TASK TO COMPLETE: Each line of the data below containing "eyeglasses" needs to be listed.
Start of DATA FOR REVIEW
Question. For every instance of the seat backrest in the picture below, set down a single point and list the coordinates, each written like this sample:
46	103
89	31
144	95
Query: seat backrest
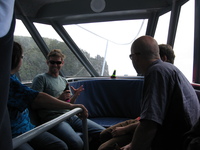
106	98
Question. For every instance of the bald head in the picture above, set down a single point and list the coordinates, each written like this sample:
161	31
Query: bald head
144	51
146	46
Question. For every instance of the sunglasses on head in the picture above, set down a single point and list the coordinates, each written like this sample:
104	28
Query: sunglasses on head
55	62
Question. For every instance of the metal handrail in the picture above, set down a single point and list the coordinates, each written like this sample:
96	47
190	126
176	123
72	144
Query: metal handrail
17	141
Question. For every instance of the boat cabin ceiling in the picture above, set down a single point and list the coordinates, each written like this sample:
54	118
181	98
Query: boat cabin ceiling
82	11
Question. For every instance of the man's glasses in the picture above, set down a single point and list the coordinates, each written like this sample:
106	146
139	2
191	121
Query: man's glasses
55	62
131	55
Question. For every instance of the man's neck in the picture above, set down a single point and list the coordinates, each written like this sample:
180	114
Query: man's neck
53	74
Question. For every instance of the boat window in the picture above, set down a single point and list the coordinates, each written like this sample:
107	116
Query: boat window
33	60
107	44
184	43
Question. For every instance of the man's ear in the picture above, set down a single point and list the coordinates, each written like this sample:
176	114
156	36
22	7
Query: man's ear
164	58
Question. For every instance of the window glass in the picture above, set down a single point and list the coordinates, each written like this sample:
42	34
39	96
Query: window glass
33	60
107	44
162	28
184	43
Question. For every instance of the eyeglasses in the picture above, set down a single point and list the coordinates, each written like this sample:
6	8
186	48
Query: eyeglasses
End of DATA FOR REVIEW
ANSWER TO THE PROBLEM:
Question. For every instance of the eyeglasses in the picture above, set down a single point and list the coordinates, each written like this sample:
Query: eyeglasses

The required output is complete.